Two things should be added to this post and the WisPolicy Forum’s tax report, however. First, the report is only dealing with changes in averages. So, the big shift in Wisconsin in the tax burden away from the wealthy and onto the shoulders of the middle-class is ignored. And, the over-reliance on property taxes in Wisconsin for funding local government and schools only makes this discrepancy worst, as property taxes based on a flat percentage are inherently regressive.

Second, several taxes are left out of this analysis completely, including unemployment taxes that employers pay on the first $14,000 of annual income paid to each employee. The 2018 Tax Measures Report has all of this tax information. Compared to the other fifty states, Wisconsin’s unemployment taxes are below average:

Tax amounts per covered employee in 2018

2018 Tax Measures Report at 64. As seen here, in 2018 Wisconsin’s average unemployment tax burden for employers was $255. For comparison, Minnesota’s was $340, Michigan’s was $352, and Iowa’s was $318.

> **Exercise set**:
**A)** Swap "middle-class" for "working-class" and write out the passage on Wisconsin taxes again, everything from "Two things should" down to "are inherently regressive.".
**B)** Answer these from the passage on Wisconsin taxes:
(i) On what portion of the annual income paid to each employee do employers pay unemployment taxes?
(ii) Which report is said to have all of this tax information?
(iii) What was Wisconsin's average unemployment tax burden for employers in 2018?
**C)** List each state other than Wisconsin that the passage on Wisconsin taxes names, with its 2018 average unemployment tax burden for employers.
The items are not required for this work.

[Stored data entries]
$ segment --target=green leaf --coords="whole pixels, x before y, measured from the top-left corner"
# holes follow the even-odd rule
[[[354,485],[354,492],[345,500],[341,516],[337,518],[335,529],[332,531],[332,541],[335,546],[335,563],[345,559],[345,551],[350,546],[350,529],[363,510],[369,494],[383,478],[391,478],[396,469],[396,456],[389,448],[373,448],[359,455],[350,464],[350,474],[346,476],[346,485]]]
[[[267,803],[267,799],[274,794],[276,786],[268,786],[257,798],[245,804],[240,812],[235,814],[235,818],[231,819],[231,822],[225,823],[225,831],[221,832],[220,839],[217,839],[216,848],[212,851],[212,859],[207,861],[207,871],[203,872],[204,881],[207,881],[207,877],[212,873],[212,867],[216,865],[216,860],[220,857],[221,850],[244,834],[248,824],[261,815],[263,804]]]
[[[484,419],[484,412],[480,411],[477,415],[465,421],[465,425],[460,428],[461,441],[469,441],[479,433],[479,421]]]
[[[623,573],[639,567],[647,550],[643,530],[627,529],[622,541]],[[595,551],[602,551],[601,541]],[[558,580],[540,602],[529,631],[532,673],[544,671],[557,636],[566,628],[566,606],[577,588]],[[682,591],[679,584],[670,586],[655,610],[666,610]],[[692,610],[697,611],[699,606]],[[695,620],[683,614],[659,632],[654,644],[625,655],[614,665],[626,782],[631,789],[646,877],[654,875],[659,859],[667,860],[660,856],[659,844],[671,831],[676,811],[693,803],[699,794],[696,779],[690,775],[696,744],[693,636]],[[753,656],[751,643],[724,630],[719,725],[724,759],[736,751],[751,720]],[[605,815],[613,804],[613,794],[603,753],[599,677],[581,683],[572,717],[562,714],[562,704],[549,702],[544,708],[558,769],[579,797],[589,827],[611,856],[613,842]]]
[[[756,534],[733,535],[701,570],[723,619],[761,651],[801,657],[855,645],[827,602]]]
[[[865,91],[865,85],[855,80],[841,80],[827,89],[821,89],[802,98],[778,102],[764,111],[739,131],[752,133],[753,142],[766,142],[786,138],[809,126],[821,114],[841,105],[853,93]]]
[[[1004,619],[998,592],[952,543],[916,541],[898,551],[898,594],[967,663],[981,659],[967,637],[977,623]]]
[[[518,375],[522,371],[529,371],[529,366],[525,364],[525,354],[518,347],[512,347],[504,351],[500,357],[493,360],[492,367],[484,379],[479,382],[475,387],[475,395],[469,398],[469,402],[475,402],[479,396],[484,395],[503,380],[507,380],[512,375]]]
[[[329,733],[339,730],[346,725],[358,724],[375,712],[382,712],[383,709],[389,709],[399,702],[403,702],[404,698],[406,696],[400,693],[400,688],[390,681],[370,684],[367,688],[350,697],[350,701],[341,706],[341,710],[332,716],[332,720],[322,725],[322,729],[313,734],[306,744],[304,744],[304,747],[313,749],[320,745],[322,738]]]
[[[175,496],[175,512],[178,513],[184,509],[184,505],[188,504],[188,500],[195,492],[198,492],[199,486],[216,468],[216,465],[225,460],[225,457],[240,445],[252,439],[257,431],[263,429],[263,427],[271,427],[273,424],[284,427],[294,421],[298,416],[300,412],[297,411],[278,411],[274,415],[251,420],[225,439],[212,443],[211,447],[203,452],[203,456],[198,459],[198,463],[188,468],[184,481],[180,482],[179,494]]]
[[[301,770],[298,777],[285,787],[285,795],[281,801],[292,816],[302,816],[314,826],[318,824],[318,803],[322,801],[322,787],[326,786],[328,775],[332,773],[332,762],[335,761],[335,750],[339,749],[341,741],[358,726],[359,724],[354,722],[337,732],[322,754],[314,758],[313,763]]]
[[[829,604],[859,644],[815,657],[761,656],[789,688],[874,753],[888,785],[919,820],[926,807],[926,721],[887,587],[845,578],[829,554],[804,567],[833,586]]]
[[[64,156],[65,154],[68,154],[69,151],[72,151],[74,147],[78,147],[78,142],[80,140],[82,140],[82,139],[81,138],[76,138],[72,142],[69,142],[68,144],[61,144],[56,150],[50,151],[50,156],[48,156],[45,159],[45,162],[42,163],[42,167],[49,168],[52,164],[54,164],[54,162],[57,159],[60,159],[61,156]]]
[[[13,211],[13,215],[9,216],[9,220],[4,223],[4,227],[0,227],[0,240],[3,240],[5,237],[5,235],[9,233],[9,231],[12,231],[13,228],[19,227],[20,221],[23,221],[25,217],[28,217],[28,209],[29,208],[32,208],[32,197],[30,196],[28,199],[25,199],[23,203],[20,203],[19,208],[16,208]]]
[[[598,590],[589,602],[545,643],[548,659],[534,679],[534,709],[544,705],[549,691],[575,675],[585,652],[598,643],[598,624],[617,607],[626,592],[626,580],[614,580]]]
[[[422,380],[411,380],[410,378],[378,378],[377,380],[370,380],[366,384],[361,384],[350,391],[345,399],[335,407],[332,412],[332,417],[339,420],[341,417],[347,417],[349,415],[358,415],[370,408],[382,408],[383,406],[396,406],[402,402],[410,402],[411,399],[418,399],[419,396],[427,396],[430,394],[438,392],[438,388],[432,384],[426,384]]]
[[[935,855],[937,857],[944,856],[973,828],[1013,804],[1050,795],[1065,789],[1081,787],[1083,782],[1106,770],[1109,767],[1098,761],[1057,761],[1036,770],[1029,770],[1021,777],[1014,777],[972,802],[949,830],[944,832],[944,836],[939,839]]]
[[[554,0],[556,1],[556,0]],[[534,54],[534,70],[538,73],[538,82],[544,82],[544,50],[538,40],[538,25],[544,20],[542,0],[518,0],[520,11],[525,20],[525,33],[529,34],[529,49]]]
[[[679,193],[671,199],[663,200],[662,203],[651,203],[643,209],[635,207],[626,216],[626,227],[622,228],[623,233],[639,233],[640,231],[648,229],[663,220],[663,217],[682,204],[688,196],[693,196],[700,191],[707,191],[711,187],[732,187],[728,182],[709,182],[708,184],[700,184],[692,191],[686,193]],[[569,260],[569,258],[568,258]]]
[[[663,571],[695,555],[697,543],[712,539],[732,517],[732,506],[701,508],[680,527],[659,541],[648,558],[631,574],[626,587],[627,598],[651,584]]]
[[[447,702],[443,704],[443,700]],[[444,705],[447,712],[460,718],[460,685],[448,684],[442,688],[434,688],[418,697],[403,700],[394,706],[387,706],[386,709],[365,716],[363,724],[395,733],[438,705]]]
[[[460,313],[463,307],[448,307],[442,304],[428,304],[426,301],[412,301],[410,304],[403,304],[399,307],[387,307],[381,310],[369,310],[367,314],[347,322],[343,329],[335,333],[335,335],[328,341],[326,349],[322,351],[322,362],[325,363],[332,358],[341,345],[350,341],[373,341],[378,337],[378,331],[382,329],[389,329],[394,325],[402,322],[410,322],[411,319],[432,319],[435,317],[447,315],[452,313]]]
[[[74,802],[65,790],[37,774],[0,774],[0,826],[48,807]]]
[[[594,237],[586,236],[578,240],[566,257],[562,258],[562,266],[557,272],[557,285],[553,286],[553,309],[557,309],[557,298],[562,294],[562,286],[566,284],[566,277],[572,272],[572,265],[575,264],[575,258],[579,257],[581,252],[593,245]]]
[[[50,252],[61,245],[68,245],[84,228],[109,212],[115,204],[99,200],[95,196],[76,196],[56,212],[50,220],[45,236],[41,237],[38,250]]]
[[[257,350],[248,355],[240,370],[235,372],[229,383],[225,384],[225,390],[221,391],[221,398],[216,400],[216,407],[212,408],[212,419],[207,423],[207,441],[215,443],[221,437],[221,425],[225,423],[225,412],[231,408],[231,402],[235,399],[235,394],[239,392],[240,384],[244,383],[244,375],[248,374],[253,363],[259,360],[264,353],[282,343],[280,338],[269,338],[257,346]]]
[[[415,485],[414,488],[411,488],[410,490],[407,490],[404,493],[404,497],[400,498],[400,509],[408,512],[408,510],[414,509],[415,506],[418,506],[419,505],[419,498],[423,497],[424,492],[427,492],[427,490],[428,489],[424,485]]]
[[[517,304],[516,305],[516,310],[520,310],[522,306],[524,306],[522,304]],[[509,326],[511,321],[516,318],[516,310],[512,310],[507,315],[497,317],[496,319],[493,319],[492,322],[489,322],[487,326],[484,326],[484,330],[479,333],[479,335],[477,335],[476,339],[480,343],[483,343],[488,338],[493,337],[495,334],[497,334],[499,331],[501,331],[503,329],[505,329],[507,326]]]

> **Per-task answers**:
**A)**
Two things should be added to this post and the WisPolicy Forum’s tax report, however. First, the report is only dealing with changes in averages. So, the big shift in Wisconsin in the tax burden away from the wealthy and onto the shoulders of the working-class is ignored. And, the over-reliance on property taxes in Wisconsin for funding local government and schools only makes this discrepancy worst, as property taxes based on a flat percentage are inherently regressive.

**B)**
(i) The first $14,000
(ii) The 2018 Tax Measures Report
(iii) $255

**C)**
Minnesota: $340
Michigan: $352
Iowa: $318